CLONE(2) Linux Programmer's Manual CLONE(2)

clone, __clone2 - create a child process

/* Prototype for the glibc wrapper function */
#define _GNU_SOURCE
#include <sched.h>
int clone(int (*fn)(void *), void *child_stack,
          int flags, void *arg, ... 
          /* pid_t *ptid, void *newtls, pid_t *ctid */ );
/* For the prototype of the raw system call, see NOTES */

clone() creates a new process, in a manner similar to fork(2).

This page describes both the glibc clone() wrapper function and the underlying system call on which it is based. The main text describes the wrapper function; the differences for the raw system call are described toward the end of this page.

Unlike fork(2), clone() allows the child process to share parts of its execution context with the calling process, such as the virtual address space, the table of file descriptors, and the table of signal handlers. (Note that on this manual page, "calling process" normally corresponds to "parent process". But see the description of CLONE_PARENT below.)

One use of clone() is to implement threads: multiple flows of control in a program that run concurrently in a shared address space.

When the child process is created with clone(), it commences execution by calling the function pointed to by the argument fn. (This differs from fork(2), where execution continues in the child from the point of the fork(2) call.) The arg argument is passed as the argument of the function fn.

When the fn(arg) function returns, the child process terminates. The integer returned by fn is the exit status for the child process. The child process may also terminate explicitly by calling exit(2) or after receiving a fatal signal.

The child_stack argument specifies the location of the stack used by the child process. Since the child and calling process may share memory, it is not possible for the child process to execute in the same stack as the calling process. The calling process must therefore set up memory space for the child stack and pass a pointer to this space to clone(). Stacks grow downward on all processors that run Linux (except the HP PA processors), so child_stack usually points to the topmost address of the memory space set up for the child stack.

··········

▸ YOUR INSTRUCTIONS: Translate this sentence from the manual page into Spanish: "One use of clone() is to implement threads: multiple flows of control in a program that run concurrently in a shared address space." The records have no connection to the manual page.

▸ SUPPLIED DATA:
··········

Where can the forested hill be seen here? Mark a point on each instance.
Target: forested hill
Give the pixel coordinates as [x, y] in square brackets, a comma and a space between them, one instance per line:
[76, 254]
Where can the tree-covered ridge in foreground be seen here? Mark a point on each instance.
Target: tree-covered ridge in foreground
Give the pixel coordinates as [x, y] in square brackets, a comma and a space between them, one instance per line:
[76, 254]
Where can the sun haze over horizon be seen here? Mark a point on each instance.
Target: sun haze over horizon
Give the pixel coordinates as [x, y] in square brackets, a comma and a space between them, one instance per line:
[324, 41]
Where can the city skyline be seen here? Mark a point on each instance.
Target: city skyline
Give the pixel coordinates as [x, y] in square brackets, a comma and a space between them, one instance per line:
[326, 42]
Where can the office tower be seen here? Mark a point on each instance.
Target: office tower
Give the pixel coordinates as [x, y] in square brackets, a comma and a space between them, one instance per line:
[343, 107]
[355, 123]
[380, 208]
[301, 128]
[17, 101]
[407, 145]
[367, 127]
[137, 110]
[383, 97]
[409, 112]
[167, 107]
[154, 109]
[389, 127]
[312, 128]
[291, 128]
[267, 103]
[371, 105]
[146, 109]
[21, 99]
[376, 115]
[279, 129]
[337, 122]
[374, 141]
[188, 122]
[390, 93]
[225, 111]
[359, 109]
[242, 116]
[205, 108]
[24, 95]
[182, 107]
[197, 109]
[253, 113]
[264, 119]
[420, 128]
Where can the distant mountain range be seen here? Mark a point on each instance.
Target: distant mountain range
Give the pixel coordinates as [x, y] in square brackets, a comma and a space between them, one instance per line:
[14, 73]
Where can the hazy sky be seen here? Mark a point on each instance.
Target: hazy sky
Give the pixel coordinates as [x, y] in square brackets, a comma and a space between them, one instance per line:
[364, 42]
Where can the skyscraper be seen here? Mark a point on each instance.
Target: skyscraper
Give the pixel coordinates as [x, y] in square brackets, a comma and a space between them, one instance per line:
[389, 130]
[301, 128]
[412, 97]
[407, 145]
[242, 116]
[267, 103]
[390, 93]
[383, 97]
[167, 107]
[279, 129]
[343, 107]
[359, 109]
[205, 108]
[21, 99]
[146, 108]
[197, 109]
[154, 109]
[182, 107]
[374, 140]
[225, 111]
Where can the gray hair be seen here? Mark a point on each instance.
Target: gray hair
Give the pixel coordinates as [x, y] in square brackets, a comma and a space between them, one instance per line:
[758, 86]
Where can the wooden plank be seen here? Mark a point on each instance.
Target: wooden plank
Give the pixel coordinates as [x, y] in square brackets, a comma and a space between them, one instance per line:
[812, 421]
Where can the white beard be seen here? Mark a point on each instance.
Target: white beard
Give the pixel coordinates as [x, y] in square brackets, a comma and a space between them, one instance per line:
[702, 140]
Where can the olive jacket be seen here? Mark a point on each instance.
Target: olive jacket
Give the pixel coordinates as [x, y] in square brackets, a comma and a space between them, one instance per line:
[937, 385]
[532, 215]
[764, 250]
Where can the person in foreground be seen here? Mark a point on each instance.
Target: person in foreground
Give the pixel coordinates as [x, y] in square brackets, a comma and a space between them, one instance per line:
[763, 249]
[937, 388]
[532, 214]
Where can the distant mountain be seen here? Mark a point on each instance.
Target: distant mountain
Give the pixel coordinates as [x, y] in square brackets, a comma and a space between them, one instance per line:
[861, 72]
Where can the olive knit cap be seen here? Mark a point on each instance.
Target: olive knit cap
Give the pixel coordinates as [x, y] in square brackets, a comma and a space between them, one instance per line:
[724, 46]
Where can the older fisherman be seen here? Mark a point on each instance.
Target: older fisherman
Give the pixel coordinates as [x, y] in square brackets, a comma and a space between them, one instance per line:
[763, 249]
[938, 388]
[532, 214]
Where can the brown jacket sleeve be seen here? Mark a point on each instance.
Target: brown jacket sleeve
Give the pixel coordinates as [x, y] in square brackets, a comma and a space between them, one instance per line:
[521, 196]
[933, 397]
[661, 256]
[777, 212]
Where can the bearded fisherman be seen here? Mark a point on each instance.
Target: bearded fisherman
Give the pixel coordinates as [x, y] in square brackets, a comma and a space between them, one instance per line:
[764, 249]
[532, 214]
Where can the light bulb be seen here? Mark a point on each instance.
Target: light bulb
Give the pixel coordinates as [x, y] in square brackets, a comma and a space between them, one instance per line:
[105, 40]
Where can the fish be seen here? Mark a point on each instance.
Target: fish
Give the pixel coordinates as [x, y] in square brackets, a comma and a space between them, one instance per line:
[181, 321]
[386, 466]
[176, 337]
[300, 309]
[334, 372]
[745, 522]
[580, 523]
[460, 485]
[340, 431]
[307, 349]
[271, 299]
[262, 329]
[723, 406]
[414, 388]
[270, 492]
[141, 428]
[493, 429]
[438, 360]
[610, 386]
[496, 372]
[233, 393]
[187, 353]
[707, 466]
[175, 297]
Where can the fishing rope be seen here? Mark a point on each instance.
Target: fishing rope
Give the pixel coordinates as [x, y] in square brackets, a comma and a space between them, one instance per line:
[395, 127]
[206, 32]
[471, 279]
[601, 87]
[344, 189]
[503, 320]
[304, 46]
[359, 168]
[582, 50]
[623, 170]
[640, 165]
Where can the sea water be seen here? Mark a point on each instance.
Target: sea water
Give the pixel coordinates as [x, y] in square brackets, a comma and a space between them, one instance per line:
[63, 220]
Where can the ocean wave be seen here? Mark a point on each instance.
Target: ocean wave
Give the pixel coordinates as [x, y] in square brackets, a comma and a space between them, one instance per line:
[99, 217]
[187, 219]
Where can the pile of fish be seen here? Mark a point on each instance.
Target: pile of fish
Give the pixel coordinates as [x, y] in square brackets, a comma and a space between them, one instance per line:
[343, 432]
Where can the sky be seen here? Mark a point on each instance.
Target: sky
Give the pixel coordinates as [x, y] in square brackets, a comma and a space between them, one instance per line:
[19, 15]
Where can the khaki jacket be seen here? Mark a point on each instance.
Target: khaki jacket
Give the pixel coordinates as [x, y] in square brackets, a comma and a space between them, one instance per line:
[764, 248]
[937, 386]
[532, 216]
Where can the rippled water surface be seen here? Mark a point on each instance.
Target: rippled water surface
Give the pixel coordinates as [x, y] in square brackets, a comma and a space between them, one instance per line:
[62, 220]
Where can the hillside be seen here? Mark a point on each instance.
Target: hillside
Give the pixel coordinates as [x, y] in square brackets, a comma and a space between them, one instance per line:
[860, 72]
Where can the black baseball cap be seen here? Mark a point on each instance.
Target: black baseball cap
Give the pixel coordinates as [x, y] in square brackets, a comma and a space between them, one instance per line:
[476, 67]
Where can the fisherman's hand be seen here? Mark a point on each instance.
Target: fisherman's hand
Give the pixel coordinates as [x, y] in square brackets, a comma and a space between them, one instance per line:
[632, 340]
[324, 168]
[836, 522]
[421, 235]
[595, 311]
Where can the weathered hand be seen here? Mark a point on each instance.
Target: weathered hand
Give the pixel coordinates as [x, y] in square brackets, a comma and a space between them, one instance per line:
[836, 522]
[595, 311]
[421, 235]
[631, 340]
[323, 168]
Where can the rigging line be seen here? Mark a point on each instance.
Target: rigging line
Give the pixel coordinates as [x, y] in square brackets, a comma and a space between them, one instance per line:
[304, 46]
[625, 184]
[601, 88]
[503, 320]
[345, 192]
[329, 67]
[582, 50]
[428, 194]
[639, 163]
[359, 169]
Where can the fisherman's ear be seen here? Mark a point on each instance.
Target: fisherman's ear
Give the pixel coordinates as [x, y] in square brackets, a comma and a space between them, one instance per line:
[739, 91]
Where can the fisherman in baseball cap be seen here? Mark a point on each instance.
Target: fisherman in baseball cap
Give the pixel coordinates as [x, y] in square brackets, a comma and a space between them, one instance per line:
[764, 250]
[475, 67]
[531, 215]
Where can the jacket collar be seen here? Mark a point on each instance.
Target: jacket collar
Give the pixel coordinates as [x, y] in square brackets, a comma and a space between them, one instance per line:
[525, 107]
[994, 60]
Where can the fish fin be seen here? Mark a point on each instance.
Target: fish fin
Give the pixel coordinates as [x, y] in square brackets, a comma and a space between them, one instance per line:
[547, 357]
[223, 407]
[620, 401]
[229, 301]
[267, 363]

··········

▸ ANSWER TO THE PROBLEM: Un uso de clone() es implementar hilos: múltiples flujos de control en un programa que se ejecutan de forma concurrente en un espacio de direcciones compartido.